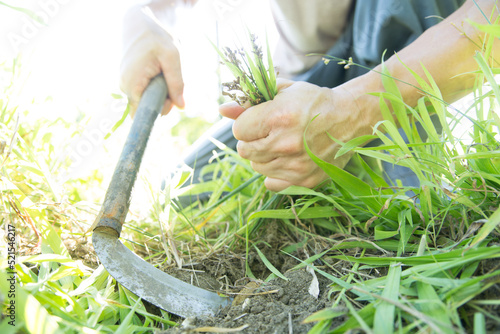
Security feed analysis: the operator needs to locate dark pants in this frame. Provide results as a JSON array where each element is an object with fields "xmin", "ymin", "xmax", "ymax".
[{"xmin": 179, "ymin": 0, "xmax": 463, "ymax": 187}]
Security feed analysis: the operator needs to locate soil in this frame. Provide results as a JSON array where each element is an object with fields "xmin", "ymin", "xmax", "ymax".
[
  {"xmin": 161, "ymin": 269, "xmax": 336, "ymax": 334},
  {"xmin": 152, "ymin": 224, "xmax": 350, "ymax": 334}
]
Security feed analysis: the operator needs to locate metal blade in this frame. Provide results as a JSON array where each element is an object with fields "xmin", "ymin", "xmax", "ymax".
[{"xmin": 92, "ymin": 231, "xmax": 230, "ymax": 318}]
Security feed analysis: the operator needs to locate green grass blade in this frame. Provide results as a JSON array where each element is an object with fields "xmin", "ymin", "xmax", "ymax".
[{"xmin": 373, "ymin": 263, "xmax": 401, "ymax": 334}]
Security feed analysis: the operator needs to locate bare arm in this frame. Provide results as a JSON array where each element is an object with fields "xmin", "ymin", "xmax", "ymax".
[{"xmin": 220, "ymin": 0, "xmax": 500, "ymax": 191}]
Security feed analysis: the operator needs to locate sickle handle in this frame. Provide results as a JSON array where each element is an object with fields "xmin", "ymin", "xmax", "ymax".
[{"xmin": 94, "ymin": 74, "xmax": 167, "ymax": 237}]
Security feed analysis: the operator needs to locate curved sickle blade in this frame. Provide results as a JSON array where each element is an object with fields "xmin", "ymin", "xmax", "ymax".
[
  {"xmin": 92, "ymin": 75, "xmax": 229, "ymax": 317},
  {"xmin": 92, "ymin": 232, "xmax": 230, "ymax": 318}
]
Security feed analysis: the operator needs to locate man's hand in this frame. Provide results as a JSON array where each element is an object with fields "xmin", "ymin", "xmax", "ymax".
[
  {"xmin": 219, "ymin": 81, "xmax": 373, "ymax": 191},
  {"xmin": 120, "ymin": 7, "xmax": 184, "ymax": 117}
]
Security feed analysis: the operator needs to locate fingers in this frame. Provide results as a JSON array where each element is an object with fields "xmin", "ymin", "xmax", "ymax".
[{"xmin": 219, "ymin": 101, "xmax": 246, "ymax": 119}]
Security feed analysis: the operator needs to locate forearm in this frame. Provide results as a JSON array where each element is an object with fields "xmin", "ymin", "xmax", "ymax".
[{"xmin": 346, "ymin": 0, "xmax": 500, "ymax": 132}]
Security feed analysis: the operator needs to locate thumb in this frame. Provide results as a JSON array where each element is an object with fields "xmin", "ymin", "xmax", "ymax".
[{"xmin": 219, "ymin": 101, "xmax": 250, "ymax": 119}]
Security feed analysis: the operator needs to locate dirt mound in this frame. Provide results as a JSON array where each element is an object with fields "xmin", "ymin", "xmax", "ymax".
[{"xmin": 161, "ymin": 269, "xmax": 338, "ymax": 334}]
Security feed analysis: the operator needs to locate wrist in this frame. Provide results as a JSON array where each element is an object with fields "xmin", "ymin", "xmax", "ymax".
[{"xmin": 332, "ymin": 72, "xmax": 384, "ymax": 138}]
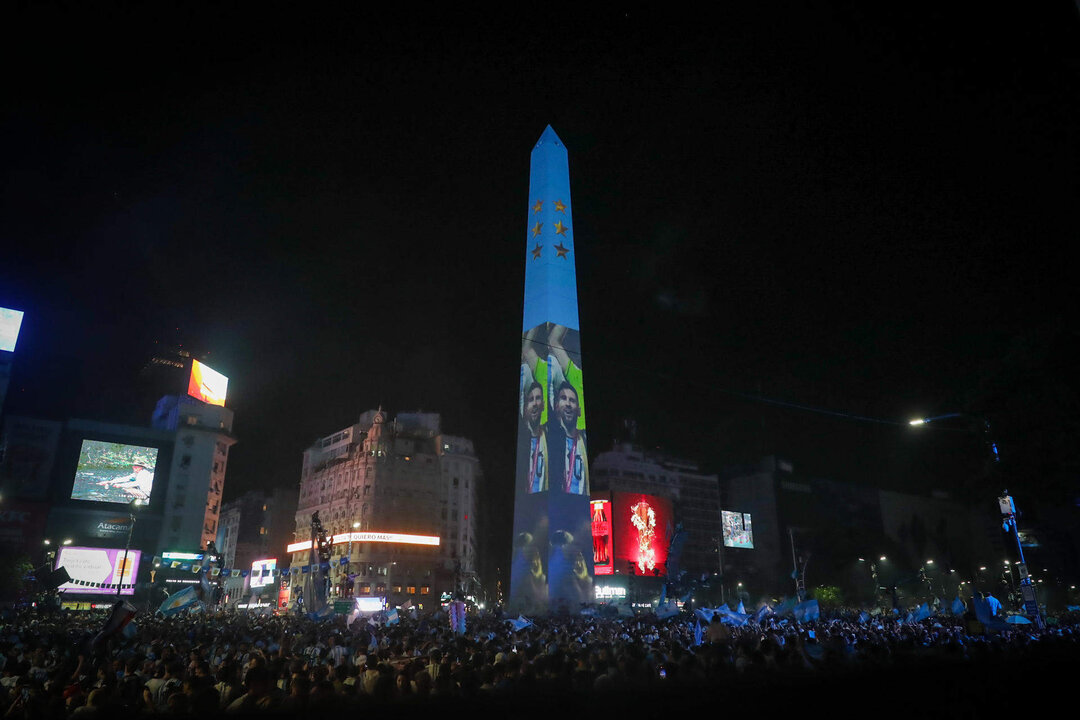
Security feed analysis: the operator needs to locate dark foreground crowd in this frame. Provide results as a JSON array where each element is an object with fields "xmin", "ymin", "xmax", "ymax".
[{"xmin": 0, "ymin": 613, "xmax": 1080, "ymax": 719}]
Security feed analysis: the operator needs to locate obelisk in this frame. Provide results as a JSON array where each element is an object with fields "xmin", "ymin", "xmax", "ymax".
[{"xmin": 510, "ymin": 125, "xmax": 594, "ymax": 613}]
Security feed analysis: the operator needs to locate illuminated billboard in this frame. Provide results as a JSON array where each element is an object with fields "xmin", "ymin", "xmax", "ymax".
[
  {"xmin": 285, "ymin": 532, "xmax": 440, "ymax": 553},
  {"xmin": 720, "ymin": 511, "xmax": 754, "ymax": 549},
  {"xmin": 611, "ymin": 492, "xmax": 675, "ymax": 576},
  {"xmin": 71, "ymin": 439, "xmax": 158, "ymax": 503},
  {"xmin": 590, "ymin": 500, "xmax": 615, "ymax": 575},
  {"xmin": 510, "ymin": 323, "xmax": 594, "ymax": 612},
  {"xmin": 0, "ymin": 308, "xmax": 23, "ymax": 353},
  {"xmin": 56, "ymin": 546, "xmax": 141, "ymax": 595},
  {"xmin": 188, "ymin": 359, "xmax": 229, "ymax": 407},
  {"xmin": 251, "ymin": 558, "xmax": 278, "ymax": 587}
]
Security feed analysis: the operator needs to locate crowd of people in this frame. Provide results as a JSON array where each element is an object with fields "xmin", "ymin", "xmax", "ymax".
[{"xmin": 0, "ymin": 611, "xmax": 1080, "ymax": 719}]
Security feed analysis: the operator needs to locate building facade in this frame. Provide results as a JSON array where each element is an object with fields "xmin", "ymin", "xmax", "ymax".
[
  {"xmin": 288, "ymin": 409, "xmax": 483, "ymax": 608},
  {"xmin": 153, "ymin": 395, "xmax": 237, "ymax": 548}
]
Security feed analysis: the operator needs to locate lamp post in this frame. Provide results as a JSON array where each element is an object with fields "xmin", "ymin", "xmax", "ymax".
[
  {"xmin": 998, "ymin": 490, "xmax": 1043, "ymax": 628},
  {"xmin": 116, "ymin": 498, "xmax": 143, "ymax": 598},
  {"xmin": 342, "ymin": 520, "xmax": 360, "ymax": 598}
]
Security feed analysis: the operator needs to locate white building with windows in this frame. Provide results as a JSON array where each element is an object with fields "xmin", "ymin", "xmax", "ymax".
[{"xmin": 288, "ymin": 410, "xmax": 482, "ymax": 608}]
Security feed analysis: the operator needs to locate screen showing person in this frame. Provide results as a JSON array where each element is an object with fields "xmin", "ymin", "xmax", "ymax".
[
  {"xmin": 510, "ymin": 323, "xmax": 595, "ymax": 612},
  {"xmin": 523, "ymin": 380, "xmax": 548, "ymax": 493},
  {"xmin": 71, "ymin": 439, "xmax": 158, "ymax": 503},
  {"xmin": 548, "ymin": 380, "xmax": 589, "ymax": 495},
  {"xmin": 720, "ymin": 511, "xmax": 754, "ymax": 549}
]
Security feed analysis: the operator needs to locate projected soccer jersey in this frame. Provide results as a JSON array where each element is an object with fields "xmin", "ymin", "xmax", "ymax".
[
  {"xmin": 510, "ymin": 127, "xmax": 595, "ymax": 612},
  {"xmin": 71, "ymin": 440, "xmax": 158, "ymax": 503}
]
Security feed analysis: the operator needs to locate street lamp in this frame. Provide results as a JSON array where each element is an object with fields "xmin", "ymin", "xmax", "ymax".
[
  {"xmin": 998, "ymin": 490, "xmax": 1042, "ymax": 627},
  {"xmin": 342, "ymin": 520, "xmax": 360, "ymax": 598},
  {"xmin": 117, "ymin": 498, "xmax": 143, "ymax": 598}
]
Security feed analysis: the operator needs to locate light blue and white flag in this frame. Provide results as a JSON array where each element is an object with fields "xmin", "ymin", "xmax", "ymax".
[
  {"xmin": 507, "ymin": 615, "xmax": 532, "ymax": 633},
  {"xmin": 792, "ymin": 599, "xmax": 821, "ymax": 623},
  {"xmin": 777, "ymin": 598, "xmax": 795, "ymax": 616},
  {"xmin": 158, "ymin": 585, "xmax": 199, "ymax": 617},
  {"xmin": 693, "ymin": 608, "xmax": 716, "ymax": 623},
  {"xmin": 657, "ymin": 602, "xmax": 678, "ymax": 620}
]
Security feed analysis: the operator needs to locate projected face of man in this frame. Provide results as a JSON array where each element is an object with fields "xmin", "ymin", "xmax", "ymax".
[
  {"xmin": 525, "ymin": 385, "xmax": 543, "ymax": 429},
  {"xmin": 555, "ymin": 386, "xmax": 581, "ymax": 433}
]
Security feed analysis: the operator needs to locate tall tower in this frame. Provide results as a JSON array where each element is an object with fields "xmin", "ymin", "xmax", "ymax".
[{"xmin": 510, "ymin": 125, "xmax": 593, "ymax": 612}]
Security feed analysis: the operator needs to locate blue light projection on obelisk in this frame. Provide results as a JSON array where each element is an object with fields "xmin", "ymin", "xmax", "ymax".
[{"xmin": 510, "ymin": 125, "xmax": 594, "ymax": 613}]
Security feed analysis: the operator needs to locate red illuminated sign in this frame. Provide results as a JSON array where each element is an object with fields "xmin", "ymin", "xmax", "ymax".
[{"xmin": 591, "ymin": 500, "xmax": 613, "ymax": 575}]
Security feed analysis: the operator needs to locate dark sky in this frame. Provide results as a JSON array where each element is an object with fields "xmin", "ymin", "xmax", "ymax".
[{"xmin": 0, "ymin": 2, "xmax": 1080, "ymax": 526}]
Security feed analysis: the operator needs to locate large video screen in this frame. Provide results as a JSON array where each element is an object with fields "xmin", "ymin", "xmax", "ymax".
[
  {"xmin": 611, "ymin": 492, "xmax": 675, "ymax": 578},
  {"xmin": 249, "ymin": 558, "xmax": 278, "ymax": 587},
  {"xmin": 56, "ymin": 546, "xmax": 141, "ymax": 595},
  {"xmin": 71, "ymin": 439, "xmax": 158, "ymax": 503},
  {"xmin": 0, "ymin": 308, "xmax": 23, "ymax": 353},
  {"xmin": 188, "ymin": 359, "xmax": 229, "ymax": 407},
  {"xmin": 510, "ymin": 323, "xmax": 594, "ymax": 612},
  {"xmin": 720, "ymin": 510, "xmax": 754, "ymax": 549}
]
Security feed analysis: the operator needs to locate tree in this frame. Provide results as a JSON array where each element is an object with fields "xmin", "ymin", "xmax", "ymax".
[{"xmin": 0, "ymin": 555, "xmax": 33, "ymax": 600}]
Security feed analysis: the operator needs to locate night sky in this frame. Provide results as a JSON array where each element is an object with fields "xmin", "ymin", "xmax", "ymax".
[{"xmin": 0, "ymin": 2, "xmax": 1080, "ymax": 544}]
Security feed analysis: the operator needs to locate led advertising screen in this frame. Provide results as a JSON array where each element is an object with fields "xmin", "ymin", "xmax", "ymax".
[
  {"xmin": 188, "ymin": 359, "xmax": 229, "ymax": 407},
  {"xmin": 0, "ymin": 308, "xmax": 23, "ymax": 353},
  {"xmin": 720, "ymin": 511, "xmax": 754, "ymax": 549},
  {"xmin": 71, "ymin": 439, "xmax": 158, "ymax": 503},
  {"xmin": 56, "ymin": 546, "xmax": 141, "ymax": 595},
  {"xmin": 251, "ymin": 558, "xmax": 278, "ymax": 587},
  {"xmin": 611, "ymin": 492, "xmax": 675, "ymax": 578},
  {"xmin": 510, "ymin": 323, "xmax": 594, "ymax": 612},
  {"xmin": 590, "ymin": 500, "xmax": 615, "ymax": 575}
]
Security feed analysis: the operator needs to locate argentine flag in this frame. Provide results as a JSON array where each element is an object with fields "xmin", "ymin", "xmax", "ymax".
[{"xmin": 158, "ymin": 585, "xmax": 199, "ymax": 617}]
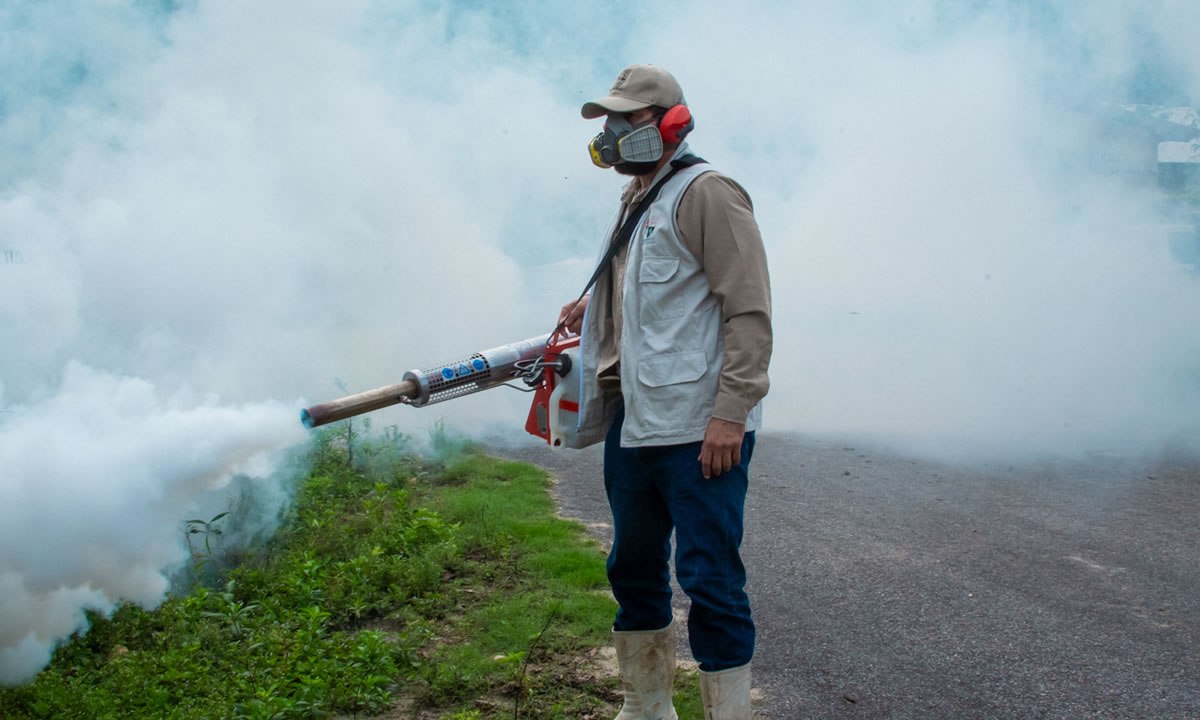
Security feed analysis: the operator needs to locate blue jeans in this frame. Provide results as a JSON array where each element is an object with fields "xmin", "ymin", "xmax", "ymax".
[{"xmin": 604, "ymin": 410, "xmax": 755, "ymax": 672}]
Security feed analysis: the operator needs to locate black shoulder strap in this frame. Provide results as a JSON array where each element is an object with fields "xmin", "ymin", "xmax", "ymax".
[{"xmin": 551, "ymin": 155, "xmax": 707, "ymax": 338}]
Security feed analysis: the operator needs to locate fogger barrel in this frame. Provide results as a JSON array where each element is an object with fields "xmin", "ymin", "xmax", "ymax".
[{"xmin": 300, "ymin": 335, "xmax": 550, "ymax": 427}]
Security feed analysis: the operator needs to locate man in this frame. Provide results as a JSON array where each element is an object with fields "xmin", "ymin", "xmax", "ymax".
[{"xmin": 559, "ymin": 65, "xmax": 772, "ymax": 720}]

§ **The request**: Copy every line of the data above that contains the word "sign". Uppercase and lowercase count as different.

§ **Answer to this task**:
Security feed analysis: the operator needs to locate red illuminated sign in this frame. Provide results as a JSON array where each element is an object with fields "xmin", "ymin", "xmax", "ymax".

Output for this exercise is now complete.